#### MATERIAL FOR THIS EXERCISE:
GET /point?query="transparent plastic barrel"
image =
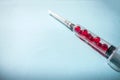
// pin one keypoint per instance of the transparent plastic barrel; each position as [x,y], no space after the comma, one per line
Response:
[91,39]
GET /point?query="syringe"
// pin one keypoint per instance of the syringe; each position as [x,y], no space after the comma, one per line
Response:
[109,51]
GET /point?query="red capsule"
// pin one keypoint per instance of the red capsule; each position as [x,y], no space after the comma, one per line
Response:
[90,37]
[77,29]
[99,44]
[85,32]
[104,46]
[97,39]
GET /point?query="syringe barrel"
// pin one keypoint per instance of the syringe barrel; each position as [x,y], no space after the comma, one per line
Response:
[103,47]
[94,41]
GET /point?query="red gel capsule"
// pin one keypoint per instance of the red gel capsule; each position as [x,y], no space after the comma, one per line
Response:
[97,39]
[77,29]
[90,37]
[104,46]
[99,44]
[85,32]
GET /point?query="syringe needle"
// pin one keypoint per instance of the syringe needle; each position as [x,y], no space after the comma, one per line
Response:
[103,47]
[64,21]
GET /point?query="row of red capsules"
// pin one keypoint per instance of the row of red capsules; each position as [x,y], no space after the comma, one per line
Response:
[103,47]
[94,41]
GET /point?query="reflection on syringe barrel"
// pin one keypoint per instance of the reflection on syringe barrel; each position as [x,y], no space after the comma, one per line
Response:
[100,45]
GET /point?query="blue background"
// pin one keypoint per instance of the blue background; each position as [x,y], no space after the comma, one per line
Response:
[34,45]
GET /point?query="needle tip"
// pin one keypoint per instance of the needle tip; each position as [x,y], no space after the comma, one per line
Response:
[49,11]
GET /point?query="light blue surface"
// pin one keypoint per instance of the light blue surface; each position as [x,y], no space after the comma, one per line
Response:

#### TO DO:
Convert all of the data above into a numbered list with one item per line and no blank lines, leaving the picture out of your answer.

#### TASK ANSWER:
1. GET /point?query="transparent plastic barrel"
2. image =
3. // pin one keypoint per instance of the transparent plastic barrel; each position as [x,y], no space after the comma, one per line
4. Response:
5. [91,39]
6. GET /point?query="syringe"
7. // pin one keypoint per instance of the syringe; each position as [x,y], no space after the comma, one per line
8. Response:
9. [109,51]
10. GET /point?query="red capsule"
11. // pin one keypoint per instance of the red capsule; each position as [x,y], no space after the comma, one per line
12. Response:
13. [90,37]
14. [77,29]
15. [99,44]
16. [85,32]
17. [104,46]
18. [97,39]
19. GET /point?query="syringe barrel"
20. // pin one keypoint per instance of the syringe barrel; each position as [x,y], no space after the comma, one per line
21. Response:
22. [103,47]
23. [94,41]
24. GET /point?query="red gel capsule"
25. // pin one keypoint per instance of the red gel capsule; each position as [x,y], no space after the comma, one per line
26. Response:
27. [97,39]
28. [77,29]
29. [90,37]
30. [104,46]
31. [99,44]
32. [85,32]
33. GET /point?query="syringe needle"
34. // pin one keypoint per instance of the syringe needle; each position as [x,y], no space after the comma, one per line
35. Response:
36. [103,47]
37. [64,21]
38. GET /point?query="row of red capsules"
39. // pin one keypoint per instance of the row of red capsules; each position as [x,y], no space after the comma, one per line
40. Response:
41. [103,47]
42. [94,41]
43. GET /point?query="reflection on syringe barrel"
44. // pin one keypoint per instance of the reflection on syringe barrel; each position as [x,y], no space after the comma, one per line
45. Response:
46. [100,45]
47. GET /point?query="blue background"
48. // pin one keypoint per instance of the blue background; each position as [x,y], no space after the comma, one per line
49. Response:
50. [34,45]
51. GET /point?query="needle tip"
52. // pin one keypoint per instance of the needle tip; each position as [x,y], no space after the comma, one per line
53. Response:
54. [49,11]
55. GET /point?query="light blue surface"
56. // pin one keypoint per instance of the light blue surface; each position as [x,y], no space after the comma, one per line
57. Response:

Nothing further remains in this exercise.